## Given instruction
Arrange all of the rows below as a numbered list, and leave out any blank lines.

- - - - - - -

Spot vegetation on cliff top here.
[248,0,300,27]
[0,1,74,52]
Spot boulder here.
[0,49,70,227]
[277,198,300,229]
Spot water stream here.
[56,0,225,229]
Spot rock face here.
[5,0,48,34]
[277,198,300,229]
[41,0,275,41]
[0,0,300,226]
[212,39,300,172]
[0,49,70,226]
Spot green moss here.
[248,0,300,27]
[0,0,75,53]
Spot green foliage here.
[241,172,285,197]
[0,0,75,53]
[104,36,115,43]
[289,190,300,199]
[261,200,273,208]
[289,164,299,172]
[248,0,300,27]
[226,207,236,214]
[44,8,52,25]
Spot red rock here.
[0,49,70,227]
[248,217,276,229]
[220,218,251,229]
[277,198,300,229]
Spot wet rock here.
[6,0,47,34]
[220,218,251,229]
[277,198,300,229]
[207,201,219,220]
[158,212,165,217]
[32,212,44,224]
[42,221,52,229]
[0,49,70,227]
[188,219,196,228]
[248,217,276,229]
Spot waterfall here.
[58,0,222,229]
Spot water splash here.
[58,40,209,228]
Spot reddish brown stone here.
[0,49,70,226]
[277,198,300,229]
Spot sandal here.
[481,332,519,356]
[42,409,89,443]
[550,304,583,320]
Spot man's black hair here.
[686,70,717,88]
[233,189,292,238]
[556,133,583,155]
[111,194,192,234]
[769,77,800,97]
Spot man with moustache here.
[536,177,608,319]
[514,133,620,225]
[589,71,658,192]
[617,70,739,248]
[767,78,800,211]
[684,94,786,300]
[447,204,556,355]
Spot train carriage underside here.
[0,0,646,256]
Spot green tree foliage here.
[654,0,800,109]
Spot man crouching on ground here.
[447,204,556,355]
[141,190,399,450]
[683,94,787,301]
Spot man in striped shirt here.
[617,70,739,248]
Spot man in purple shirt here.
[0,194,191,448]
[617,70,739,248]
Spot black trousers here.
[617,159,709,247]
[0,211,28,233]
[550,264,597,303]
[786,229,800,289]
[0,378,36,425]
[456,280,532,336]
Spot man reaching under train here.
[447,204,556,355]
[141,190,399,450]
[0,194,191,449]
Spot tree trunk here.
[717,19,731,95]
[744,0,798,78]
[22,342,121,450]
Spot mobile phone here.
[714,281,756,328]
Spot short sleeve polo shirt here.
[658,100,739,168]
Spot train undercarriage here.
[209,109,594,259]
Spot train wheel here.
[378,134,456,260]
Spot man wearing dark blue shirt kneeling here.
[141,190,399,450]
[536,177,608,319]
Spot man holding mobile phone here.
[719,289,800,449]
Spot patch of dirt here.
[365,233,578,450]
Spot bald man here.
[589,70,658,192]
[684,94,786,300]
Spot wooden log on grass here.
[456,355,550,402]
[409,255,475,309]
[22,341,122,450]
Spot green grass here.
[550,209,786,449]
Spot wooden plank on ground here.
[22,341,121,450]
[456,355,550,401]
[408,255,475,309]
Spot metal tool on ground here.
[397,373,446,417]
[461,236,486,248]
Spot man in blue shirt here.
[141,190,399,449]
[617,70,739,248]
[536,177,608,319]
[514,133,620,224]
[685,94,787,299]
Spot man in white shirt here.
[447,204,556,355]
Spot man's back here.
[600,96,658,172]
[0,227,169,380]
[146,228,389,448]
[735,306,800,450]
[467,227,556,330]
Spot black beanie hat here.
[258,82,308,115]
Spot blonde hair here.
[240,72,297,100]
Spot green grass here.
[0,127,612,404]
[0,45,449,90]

- - - - - - -

## Solved problem
1. Spot vegetation on cliff top here.
2. [248,0,300,27]
3. [0,1,74,52]
4. Spot boulder here.
5. [0,49,70,227]
6. [277,198,300,229]
7. Spot water stream here.
8. [56,0,225,229]
9. Spot rock face here.
10. [5,0,48,34]
11. [277,198,300,229]
12. [41,0,275,41]
13. [0,0,300,226]
14. [212,39,300,172]
15. [0,49,70,226]
16. Spot green moss here.
17. [248,0,300,27]
18. [0,0,75,53]
19. Spot green foliage here.
20. [241,172,285,197]
21. [0,0,75,53]
22. [104,36,115,43]
23. [289,190,300,199]
24. [261,200,273,208]
25. [289,164,299,172]
26. [248,0,300,27]
27. [226,207,236,214]
28. [44,8,52,25]
29. Spot red rock here.
30. [0,49,70,227]
31. [248,217,276,229]
32. [220,218,251,229]
33. [277,198,300,229]
34. Spot wet rock here.
35. [6,0,47,34]
36. [220,218,251,229]
37. [277,198,300,229]
38. [207,201,219,220]
39. [158,212,165,217]
40. [32,212,44,224]
41. [42,221,52,229]
42. [0,49,70,227]
43. [188,219,196,228]
44. [248,217,276,229]
45. Spot waterfall here.
46. [58,0,222,229]
47. Spot water splash here.
48. [58,40,209,228]
49. Spot reddish brown stone here.
50. [0,49,70,226]
51. [277,198,300,229]
52. Spot sandal here.
53. [481,332,519,356]
54. [42,409,89,443]
55. [550,304,583,320]
56. Spot man's black hair here.
57. [686,70,717,88]
58. [233,189,292,238]
59. [556,133,583,155]
60. [111,194,192,234]
61. [769,77,800,97]
62. Spot man with moustache here.
63. [536,177,608,319]
64. [514,133,620,225]
65. [589,71,658,192]
66. [617,70,739,248]
67. [767,78,800,211]
68. [684,94,786,300]
69. [447,204,556,355]
70. Spot train carriage underside here.
71. [0,0,646,256]
72. Spot green tree foliage here.
73. [654,0,800,109]
74. Spot man crouching on ground here.
75. [447,204,556,355]
76. [141,190,399,450]
77. [683,94,787,301]
78. Spot man in striped shirt here.
79. [617,70,739,248]
80. Spot man in purple shirt here.
81. [0,194,191,448]
82. [617,70,739,248]
83. Spot black trousers here.
84. [617,159,709,247]
85. [0,211,28,233]
86. [550,264,597,303]
87. [786,229,800,289]
88. [0,378,36,425]
89. [456,280,532,336]
90. Spot man reaching under train here.
91. [447,204,556,355]
92. [141,190,399,450]
93. [0,194,191,449]
94. Spot tree trunk here.
95. [717,19,731,95]
96. [744,0,798,78]
97. [22,342,121,450]
98. Spot mobile phone here.
99. [714,281,756,328]
100. Spot short sleeve polo shirt here.
101. [658,100,739,168]
102. Spot train undercarriage here.
103. [209,109,594,259]
104. Spot train wheel here.
105. [378,134,456,260]
106. Spot man wearing dark blue shirt kneeling here.
107. [141,190,399,450]
108. [536,177,608,319]
109. Spot man holding mobile phone here.
110. [719,289,800,449]
111. Spot patch of dirt here.
112. [365,233,578,450]
113. Spot bald man here.
114. [589,70,658,192]
115. [684,94,786,300]
116. Spot wooden log on grass here.
117. [456,355,550,402]
118. [409,255,475,309]
119. [22,341,122,450]
120. Spot green grass here.
121. [550,209,786,449]
122. Spot wooden plank on ground here.
123. [22,341,121,450]
124. [456,355,550,401]
125. [408,255,475,309]
126. Spot metal tool on ground here.
127. [397,373,446,417]
128. [461,236,486,248]
129. Spot man in blue shirt here.
130. [141,190,399,449]
131. [617,70,739,248]
132. [536,177,608,319]
133. [514,133,620,224]
134. [685,94,787,299]
135. Spot man in white shirt here.
136. [447,204,556,355]
137. Spot man's back here.
138. [600,96,658,172]
139. [0,227,169,380]
140. [146,228,389,448]
141. [735,306,800,450]
142. [467,227,556,330]
143. Spot black beanie hat here.
144. [258,82,308,115]
145. Spot blonde hair here.
146. [240,72,297,100]
147. Spot green grass here.
148. [0,127,612,404]
149. [0,45,449,90]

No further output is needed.